**EXERCISE INPUT**:
┏━━

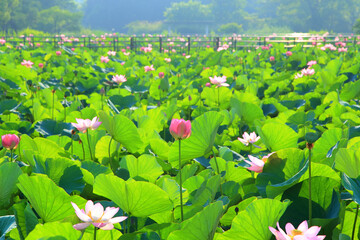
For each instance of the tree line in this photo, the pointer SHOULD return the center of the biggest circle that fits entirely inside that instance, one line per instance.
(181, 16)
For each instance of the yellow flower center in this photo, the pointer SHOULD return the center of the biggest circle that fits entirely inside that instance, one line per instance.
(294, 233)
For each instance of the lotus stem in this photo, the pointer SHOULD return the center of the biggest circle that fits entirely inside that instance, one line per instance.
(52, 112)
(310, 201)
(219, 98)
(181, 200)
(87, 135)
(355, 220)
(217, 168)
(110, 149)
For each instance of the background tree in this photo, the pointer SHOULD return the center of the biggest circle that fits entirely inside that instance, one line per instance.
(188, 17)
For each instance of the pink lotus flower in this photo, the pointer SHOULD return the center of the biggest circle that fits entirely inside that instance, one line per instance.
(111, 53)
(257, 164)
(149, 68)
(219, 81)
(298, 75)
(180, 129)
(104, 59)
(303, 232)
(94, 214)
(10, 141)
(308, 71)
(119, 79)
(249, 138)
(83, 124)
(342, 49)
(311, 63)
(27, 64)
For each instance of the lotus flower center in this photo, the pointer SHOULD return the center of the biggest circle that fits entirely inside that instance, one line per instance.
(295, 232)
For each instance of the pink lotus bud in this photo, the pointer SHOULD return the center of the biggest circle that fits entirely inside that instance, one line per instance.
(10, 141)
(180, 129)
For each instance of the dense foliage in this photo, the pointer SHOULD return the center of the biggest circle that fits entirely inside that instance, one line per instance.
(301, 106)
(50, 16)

┗━━

**PROMPT**: Return the material in full and unaltered, minus its pictures.

**RESPONSE TO THE TASK**:
For each instance of the tree line in this photo, the pointer SHOULD return the center of the biggest circle that fits entirely inside that instance, one line per instance.
(181, 16)
For each instance of the yellow flower center in this photo, the pointer SHOULD return the center of the biggest circle that fits entirely inside that instance, one line per instance.
(294, 233)
For each instance of the lotus stem in this photo, the pointer SHOULD return the center of the biggest circle that fits entirely inside that instance, one line per instance.
(52, 112)
(310, 201)
(219, 98)
(181, 200)
(87, 135)
(355, 220)
(217, 168)
(110, 149)
For each instance of the background tree in this photo, the pointer SHOULD return the center of the biggest circle that fits entirely inside that instance, one line per instance.
(188, 17)
For each instance of the pink lotus flower in this photo, the pointer SHOULD return the center of the biggest circle that fits entirely inside that instance, one line per instance.
(111, 53)
(257, 164)
(149, 68)
(219, 81)
(298, 75)
(180, 129)
(104, 59)
(303, 232)
(94, 214)
(10, 141)
(308, 71)
(119, 79)
(249, 138)
(83, 124)
(342, 49)
(311, 63)
(27, 64)
For each instance of the lotus flower center in this photo, the pointer SHOULD return the center of the biggest circle that fits entirely inside that instance, one line per instance.
(295, 232)
For each instance of the pink lotus bud in this photo, the pointer SHOULD return the center of the biggest circle that fits entirely inside that instance, one line per instance.
(10, 141)
(180, 129)
For each instance of the dense foliage in this photo, the pointer SHOULD return the center of the biggest circle that fits entirely inside that instance, one line per instance.
(301, 106)
(50, 16)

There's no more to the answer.